### INFORMATION PROVIDED

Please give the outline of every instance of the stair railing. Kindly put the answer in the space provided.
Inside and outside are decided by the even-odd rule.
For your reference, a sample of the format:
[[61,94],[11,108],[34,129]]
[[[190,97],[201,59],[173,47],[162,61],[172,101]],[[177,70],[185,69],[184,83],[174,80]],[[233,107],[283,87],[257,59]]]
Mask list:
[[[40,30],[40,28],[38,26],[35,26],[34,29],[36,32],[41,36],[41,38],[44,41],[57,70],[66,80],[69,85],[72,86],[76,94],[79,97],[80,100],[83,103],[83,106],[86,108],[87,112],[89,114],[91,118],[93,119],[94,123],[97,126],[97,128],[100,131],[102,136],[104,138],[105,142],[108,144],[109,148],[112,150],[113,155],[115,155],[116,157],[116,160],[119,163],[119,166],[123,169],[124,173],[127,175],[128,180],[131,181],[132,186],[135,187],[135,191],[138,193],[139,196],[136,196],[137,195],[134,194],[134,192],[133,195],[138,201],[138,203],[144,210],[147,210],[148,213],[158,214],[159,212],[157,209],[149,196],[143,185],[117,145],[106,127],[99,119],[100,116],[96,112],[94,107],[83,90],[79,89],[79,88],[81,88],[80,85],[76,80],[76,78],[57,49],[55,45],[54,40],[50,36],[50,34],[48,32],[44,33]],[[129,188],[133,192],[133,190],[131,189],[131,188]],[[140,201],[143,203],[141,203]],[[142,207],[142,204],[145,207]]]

### REQUIRED WORK
Please reproduce every one of the records above, word for word.

### SOLUTION BELOW
Please give the outline of every instance of the stair railing. Kindly put the answer in the space provided.
Inside and outside are decided by the even-odd rule.
For your reference, a sample of the format:
[[61,94],[11,108],[34,129]]
[[[190,97],[201,59],[173,47],[162,61],[172,101]],[[177,70],[185,69],[184,83],[174,80]],[[233,107],[283,87],[257,59]]]
Mask list:
[[[40,30],[40,28],[38,26],[35,26],[34,29],[36,32],[41,36],[41,38],[44,41],[57,70],[66,80],[69,85],[72,86],[76,94],[79,97],[80,100],[83,103],[83,106],[86,108],[87,112],[89,114],[91,118],[93,119],[94,123],[97,126],[97,128],[100,131],[102,136],[104,138],[105,142],[108,144],[109,148],[112,150],[113,155],[115,155],[116,157],[116,160],[119,163],[119,166],[123,169],[124,173],[127,175],[128,180],[131,181],[132,186],[135,187],[135,191],[138,193],[139,196],[136,196],[137,195],[134,194],[134,192],[133,195],[138,201],[138,203],[144,210],[147,210],[148,213],[158,214],[159,212],[157,209],[149,196],[143,185],[117,145],[106,127],[99,119],[100,116],[96,112],[94,107],[83,90],[79,89],[79,88],[81,88],[80,85],[76,80],[76,78],[57,49],[55,45],[54,40],[50,36],[50,34],[48,32],[44,33]],[[129,188],[133,192],[133,190],[131,189],[131,188]],[[140,201],[143,203],[141,203]],[[142,207],[142,204],[145,207]]]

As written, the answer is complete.